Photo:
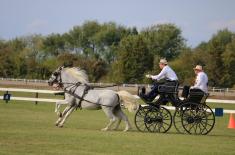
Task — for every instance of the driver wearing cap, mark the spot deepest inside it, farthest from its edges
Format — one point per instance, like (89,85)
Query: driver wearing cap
(201,81)
(166,73)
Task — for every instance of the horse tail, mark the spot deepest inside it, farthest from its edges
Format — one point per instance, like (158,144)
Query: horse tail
(128,100)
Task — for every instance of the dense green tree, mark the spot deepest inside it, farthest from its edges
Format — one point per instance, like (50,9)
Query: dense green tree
(134,59)
(164,40)
(215,66)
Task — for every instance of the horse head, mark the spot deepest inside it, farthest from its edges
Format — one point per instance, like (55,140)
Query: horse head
(55,79)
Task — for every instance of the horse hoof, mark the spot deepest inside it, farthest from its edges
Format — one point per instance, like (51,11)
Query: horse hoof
(59,114)
(127,129)
(104,129)
(60,126)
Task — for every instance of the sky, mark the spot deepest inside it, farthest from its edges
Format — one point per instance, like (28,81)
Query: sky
(198,20)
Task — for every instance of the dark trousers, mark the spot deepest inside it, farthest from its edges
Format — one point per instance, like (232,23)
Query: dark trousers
(152,93)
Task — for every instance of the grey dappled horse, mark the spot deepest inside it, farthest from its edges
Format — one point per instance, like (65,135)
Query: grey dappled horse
(78,94)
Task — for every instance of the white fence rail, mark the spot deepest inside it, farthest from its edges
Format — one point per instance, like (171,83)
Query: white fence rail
(212,89)
(36,99)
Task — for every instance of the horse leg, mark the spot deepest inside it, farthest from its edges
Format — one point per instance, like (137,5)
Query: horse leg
(109,113)
(67,114)
(120,114)
(118,123)
(61,115)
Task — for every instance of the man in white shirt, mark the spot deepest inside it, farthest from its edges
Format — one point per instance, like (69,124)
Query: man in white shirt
(201,81)
(167,73)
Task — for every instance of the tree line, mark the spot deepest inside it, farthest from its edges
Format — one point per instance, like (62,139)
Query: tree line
(119,54)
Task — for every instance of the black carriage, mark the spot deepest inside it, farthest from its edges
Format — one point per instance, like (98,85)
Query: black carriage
(191,114)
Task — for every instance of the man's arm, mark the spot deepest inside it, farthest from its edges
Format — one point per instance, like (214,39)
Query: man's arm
(160,76)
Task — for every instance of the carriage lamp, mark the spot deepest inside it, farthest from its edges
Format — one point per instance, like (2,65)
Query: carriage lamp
(7,97)
(219,112)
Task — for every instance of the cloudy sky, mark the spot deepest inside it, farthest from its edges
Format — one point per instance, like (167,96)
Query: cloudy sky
(198,19)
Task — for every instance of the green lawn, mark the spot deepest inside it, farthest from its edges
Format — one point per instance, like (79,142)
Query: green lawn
(28,129)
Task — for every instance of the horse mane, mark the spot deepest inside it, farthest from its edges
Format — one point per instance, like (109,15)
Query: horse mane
(78,74)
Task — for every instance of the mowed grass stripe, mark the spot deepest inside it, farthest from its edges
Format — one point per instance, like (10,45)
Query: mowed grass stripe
(26,128)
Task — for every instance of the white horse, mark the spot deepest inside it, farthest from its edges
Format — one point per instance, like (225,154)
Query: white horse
(78,94)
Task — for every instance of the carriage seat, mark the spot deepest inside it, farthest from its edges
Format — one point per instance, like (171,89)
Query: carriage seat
(194,95)
(169,87)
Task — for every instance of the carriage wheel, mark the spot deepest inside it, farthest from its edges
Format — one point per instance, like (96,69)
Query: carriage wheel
(158,119)
(140,118)
(177,120)
(198,118)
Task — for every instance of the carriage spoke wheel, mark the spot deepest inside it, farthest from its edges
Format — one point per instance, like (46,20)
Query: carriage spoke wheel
(198,119)
(158,119)
(177,120)
(140,118)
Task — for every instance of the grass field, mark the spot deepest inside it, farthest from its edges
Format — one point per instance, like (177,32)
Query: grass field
(28,129)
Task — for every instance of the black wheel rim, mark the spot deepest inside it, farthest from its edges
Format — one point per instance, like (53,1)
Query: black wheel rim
(140,118)
(158,119)
(198,119)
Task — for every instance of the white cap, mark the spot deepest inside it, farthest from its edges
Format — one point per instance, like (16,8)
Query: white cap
(163,61)
(198,67)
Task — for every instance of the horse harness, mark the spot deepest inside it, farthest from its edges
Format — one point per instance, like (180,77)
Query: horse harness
(75,86)
(72,90)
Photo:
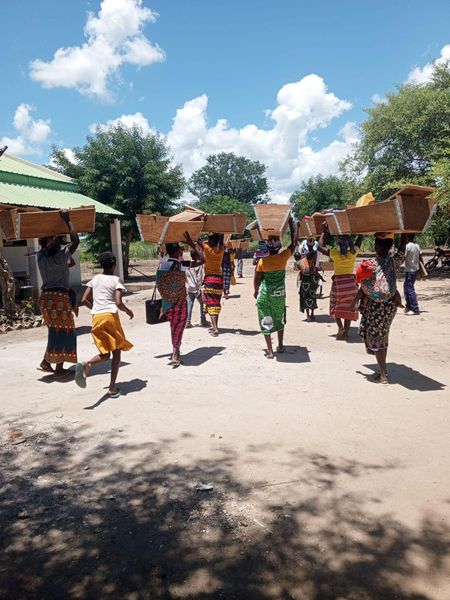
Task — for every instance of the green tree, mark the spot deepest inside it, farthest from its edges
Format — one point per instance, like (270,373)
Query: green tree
(225,205)
(319,193)
(226,174)
(127,170)
(405,137)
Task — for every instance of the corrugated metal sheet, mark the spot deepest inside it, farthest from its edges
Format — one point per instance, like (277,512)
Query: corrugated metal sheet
(21,195)
(13,164)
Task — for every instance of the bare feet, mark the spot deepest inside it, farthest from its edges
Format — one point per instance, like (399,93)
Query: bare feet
(46,367)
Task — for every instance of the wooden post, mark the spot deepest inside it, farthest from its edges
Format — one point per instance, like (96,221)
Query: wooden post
(116,246)
(33,269)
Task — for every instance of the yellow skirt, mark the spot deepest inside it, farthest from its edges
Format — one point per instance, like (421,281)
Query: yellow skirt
(108,333)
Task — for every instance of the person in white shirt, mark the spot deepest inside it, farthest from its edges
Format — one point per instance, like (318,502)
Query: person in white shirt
(194,281)
(103,296)
(412,267)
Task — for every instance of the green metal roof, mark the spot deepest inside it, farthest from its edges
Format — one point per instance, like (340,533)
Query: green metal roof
(23,195)
(14,164)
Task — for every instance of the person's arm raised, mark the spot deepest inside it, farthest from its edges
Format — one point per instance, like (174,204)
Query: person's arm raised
(74,239)
(121,305)
(257,283)
(86,300)
(293,232)
(322,247)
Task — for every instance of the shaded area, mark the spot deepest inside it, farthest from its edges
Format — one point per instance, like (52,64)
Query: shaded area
(407,377)
(125,387)
(293,354)
(102,529)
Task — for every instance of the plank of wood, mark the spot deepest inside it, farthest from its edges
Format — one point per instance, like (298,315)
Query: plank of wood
(160,230)
(272,217)
(49,222)
(228,223)
(186,216)
(338,223)
(8,223)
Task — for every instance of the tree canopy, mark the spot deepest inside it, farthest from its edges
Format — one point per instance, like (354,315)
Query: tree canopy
(405,137)
(225,205)
(319,193)
(127,170)
(226,174)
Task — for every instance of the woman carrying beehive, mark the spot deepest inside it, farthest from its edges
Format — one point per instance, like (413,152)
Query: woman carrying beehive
(343,287)
(270,289)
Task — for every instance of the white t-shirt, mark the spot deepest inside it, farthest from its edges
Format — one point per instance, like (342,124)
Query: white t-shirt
(412,256)
(103,291)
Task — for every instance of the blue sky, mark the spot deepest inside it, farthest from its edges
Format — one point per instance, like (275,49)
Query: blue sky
(290,78)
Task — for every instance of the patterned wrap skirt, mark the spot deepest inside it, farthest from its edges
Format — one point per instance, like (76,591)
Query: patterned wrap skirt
(343,291)
(376,321)
(56,310)
(308,292)
(107,333)
(177,315)
(212,294)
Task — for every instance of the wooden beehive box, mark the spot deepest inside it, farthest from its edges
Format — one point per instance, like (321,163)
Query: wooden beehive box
(49,222)
(307,227)
(230,223)
(255,234)
(272,219)
(337,222)
(409,210)
(160,230)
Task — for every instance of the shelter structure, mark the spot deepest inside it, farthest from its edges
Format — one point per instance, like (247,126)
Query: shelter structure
(28,186)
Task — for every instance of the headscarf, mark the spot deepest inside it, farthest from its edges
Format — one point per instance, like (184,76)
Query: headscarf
(274,244)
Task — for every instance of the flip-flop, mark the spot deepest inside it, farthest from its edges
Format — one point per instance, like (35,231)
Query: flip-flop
(62,374)
(45,369)
(80,377)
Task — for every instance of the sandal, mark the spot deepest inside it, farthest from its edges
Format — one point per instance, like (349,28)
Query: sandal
(80,377)
(61,374)
(45,368)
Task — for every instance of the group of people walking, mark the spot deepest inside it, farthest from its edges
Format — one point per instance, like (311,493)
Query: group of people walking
(207,276)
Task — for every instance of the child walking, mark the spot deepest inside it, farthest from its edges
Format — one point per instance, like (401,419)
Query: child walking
(104,297)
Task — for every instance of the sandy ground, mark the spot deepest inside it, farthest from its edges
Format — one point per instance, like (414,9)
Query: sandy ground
(325,484)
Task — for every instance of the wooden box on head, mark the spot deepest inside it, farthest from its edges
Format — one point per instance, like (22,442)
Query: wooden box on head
(46,223)
(160,230)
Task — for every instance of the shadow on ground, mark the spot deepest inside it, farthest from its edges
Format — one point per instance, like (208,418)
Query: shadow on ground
(407,377)
(101,527)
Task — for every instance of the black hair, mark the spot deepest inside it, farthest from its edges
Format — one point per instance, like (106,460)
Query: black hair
(214,239)
(107,260)
(172,249)
(384,244)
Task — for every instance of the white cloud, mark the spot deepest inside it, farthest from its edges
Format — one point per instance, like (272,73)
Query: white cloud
(423,74)
(31,133)
(377,99)
(303,107)
(136,120)
(114,37)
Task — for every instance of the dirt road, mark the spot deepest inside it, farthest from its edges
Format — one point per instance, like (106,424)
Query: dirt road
(325,484)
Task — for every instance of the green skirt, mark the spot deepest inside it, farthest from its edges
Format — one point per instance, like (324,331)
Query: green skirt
(271,313)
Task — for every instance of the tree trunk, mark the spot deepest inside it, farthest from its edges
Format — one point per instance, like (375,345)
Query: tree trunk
(8,288)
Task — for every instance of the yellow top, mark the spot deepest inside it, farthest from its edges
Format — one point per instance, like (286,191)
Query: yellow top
(213,259)
(344,265)
(274,262)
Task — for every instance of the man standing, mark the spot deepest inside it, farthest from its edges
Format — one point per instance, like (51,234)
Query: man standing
(412,266)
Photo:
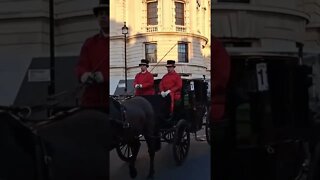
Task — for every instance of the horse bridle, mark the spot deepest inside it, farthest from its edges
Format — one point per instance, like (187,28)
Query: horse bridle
(123,113)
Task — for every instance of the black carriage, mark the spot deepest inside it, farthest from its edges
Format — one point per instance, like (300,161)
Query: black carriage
(267,132)
(190,114)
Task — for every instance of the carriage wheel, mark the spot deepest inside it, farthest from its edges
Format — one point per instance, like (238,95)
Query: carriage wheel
(207,126)
(124,152)
(168,136)
(181,142)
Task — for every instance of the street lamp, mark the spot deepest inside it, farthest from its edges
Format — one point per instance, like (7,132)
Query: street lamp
(125,32)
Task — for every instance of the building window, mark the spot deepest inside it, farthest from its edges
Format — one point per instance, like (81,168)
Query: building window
(235,1)
(152,13)
(183,52)
(179,13)
(151,52)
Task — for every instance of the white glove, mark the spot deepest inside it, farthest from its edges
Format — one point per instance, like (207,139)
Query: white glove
(98,77)
(86,77)
(168,92)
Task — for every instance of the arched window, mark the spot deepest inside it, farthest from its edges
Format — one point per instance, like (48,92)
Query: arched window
(152,13)
(179,11)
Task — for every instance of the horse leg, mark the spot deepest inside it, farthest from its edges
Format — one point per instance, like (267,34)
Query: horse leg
(151,149)
(135,145)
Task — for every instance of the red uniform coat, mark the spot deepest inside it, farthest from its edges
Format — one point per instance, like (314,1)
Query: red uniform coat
(173,82)
(220,68)
(146,79)
(94,57)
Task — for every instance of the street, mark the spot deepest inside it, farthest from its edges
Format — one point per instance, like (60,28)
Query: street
(196,165)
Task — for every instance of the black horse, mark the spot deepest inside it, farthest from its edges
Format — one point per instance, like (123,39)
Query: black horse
(71,146)
(135,116)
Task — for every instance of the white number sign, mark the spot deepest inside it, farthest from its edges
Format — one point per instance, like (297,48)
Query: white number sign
(262,77)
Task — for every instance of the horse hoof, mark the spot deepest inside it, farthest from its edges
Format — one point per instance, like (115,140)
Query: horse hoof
(133,173)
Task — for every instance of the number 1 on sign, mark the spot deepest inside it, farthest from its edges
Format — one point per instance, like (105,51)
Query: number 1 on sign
(262,77)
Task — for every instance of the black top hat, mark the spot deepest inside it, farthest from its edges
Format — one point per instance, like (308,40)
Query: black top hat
(171,63)
(103,5)
(144,62)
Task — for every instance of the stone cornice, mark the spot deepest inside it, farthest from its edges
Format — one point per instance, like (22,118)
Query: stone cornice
(260,8)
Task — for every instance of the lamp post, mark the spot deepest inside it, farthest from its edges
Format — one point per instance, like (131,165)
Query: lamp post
(125,32)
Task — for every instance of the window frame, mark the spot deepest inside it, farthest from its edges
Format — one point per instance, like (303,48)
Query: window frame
(152,20)
(179,16)
(147,54)
(185,54)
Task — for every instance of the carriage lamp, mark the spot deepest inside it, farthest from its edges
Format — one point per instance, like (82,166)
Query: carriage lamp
(125,32)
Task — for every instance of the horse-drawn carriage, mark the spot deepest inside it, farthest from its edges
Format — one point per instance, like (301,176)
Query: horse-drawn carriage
(189,115)
(267,132)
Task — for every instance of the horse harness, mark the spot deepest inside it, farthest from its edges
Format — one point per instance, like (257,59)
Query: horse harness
(123,115)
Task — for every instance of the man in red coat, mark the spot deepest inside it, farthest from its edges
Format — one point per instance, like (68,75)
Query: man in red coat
(220,67)
(93,66)
(143,81)
(171,83)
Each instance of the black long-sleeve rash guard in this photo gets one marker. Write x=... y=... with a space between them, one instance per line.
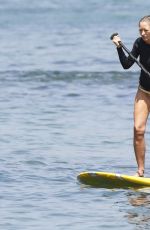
x=141 y=49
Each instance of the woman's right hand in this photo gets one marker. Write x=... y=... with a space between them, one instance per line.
x=116 y=40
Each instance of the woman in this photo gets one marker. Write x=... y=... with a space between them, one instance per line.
x=140 y=48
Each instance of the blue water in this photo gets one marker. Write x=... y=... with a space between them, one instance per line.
x=66 y=106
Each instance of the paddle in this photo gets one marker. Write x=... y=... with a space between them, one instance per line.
x=131 y=55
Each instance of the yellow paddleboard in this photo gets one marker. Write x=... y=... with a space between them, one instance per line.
x=112 y=180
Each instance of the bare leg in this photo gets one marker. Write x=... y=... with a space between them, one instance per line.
x=141 y=112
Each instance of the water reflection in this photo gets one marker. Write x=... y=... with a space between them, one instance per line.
x=139 y=215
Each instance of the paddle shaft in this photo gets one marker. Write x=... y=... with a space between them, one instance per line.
x=131 y=55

## TASK OBJECTIVE
Can you recast the lines of the listing above, from the line with "Each instance of the blue" to the line with "x=112 y=180", as a JSON list of strings, one string per line and blank lines left out?

## THE RESULT
[
  "Each instance of the blue water in this photo gets one marker. Write x=... y=... with a space between them, one instance per line.",
  "x=66 y=106",
  "Each instance of the paddle in this photo gets one marker. Write x=... y=... with a space between them, one instance per line.",
  "x=131 y=55",
  "Each instance of the yellow paddleboard in this photo gets one marker. Write x=... y=... with a space between them, one instance per line.",
  "x=112 y=180"
]